◆ **How to complete this task**
Reproduce all the data, character for character.

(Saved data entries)
..........

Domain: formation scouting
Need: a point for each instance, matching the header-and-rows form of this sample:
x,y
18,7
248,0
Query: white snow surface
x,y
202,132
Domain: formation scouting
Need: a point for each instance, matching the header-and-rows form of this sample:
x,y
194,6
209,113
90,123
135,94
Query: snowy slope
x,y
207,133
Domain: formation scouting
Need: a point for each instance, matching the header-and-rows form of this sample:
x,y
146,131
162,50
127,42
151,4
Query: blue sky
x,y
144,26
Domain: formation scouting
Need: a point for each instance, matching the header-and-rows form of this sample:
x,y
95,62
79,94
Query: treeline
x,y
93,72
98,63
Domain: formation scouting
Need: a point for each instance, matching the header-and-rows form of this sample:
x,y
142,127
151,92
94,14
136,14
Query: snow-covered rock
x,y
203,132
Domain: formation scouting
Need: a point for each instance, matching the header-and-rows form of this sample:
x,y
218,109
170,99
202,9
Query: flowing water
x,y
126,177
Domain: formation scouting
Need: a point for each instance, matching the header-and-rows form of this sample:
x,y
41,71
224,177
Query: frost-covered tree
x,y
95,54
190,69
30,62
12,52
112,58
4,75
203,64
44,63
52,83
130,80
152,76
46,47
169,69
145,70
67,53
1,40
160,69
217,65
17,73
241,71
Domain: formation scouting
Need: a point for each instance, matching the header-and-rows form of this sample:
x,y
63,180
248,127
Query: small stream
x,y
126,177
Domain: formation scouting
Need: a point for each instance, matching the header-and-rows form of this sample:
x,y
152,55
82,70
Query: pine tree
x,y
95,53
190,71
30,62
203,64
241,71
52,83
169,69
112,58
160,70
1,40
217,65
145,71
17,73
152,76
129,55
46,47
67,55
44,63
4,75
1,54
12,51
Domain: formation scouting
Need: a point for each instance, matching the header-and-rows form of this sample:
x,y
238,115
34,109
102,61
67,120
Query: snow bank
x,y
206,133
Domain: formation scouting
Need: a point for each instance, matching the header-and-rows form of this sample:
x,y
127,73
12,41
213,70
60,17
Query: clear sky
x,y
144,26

..........

◆ **Response to the exercise**
Domain: formation scouting
Need: a point for each instance, matching the header-and-rows form of this sample:
x,y
18,7
248,0
Query: white snow surface
x,y
202,132
Domain: formation scouting
Need: a point for each instance, matching the header-and-rows form of this sample:
x,y
194,6
209,113
90,123
135,94
Query: snowy slope
x,y
207,133
Domain: formation scouting
Need: a point for each instance, matching the header-and-rows form of this sample:
x,y
146,131
162,50
127,42
151,4
Query: blue sky
x,y
144,26
Domain: formation scouting
Need: a point for each instance, matching the header-and-rows form of this sample:
x,y
95,62
79,94
Query: treeline
x,y
93,72
98,63
Domain: formation scouting
Need: a point for each instance, matching the header-and-rows form of this sample:
x,y
142,127
151,92
94,14
136,14
Query: snow-covered rock
x,y
203,132
Domain: formation scouting
Need: a point for each instance, matching the header-and-rows form of this sample:
x,y
218,109
170,99
202,9
Query: flowing water
x,y
126,177
Domain: formation scouting
Need: a point for each instance, matching the header-and-rows form of this sample:
x,y
41,71
224,177
Query: frost-covered tree
x,y
95,54
190,69
30,62
12,52
112,58
4,75
203,64
44,63
52,83
130,80
152,76
46,47
169,69
145,70
67,53
1,40
160,69
217,65
17,73
241,71
Domain: formation scouting
Need: a point for each instance, matching the header-and-rows form of this sample:
x,y
63,180
248,127
Query: small stream
x,y
126,177
Domain: formation scouting
Need: a point for each instance, matching the header-and-rows form of this sample:
x,y
152,55
82,70
Query: pine tree
x,y
95,53
190,71
30,62
203,64
241,71
52,83
169,69
112,58
160,70
1,40
217,65
145,71
17,73
152,76
129,55
46,47
67,55
44,63
4,75
1,54
12,51
Domain: formation scouting
Need: a point for each instance, matching the header-and-rows form of this sample:
x,y
238,115
34,109
102,61
67,120
Query: snow bank
x,y
206,133
Domain: formation scouting
Need: a point for each instance, matching the header-and-rows form of this sample:
x,y
127,73
12,41
213,70
60,17
Query: clear sky
x,y
144,26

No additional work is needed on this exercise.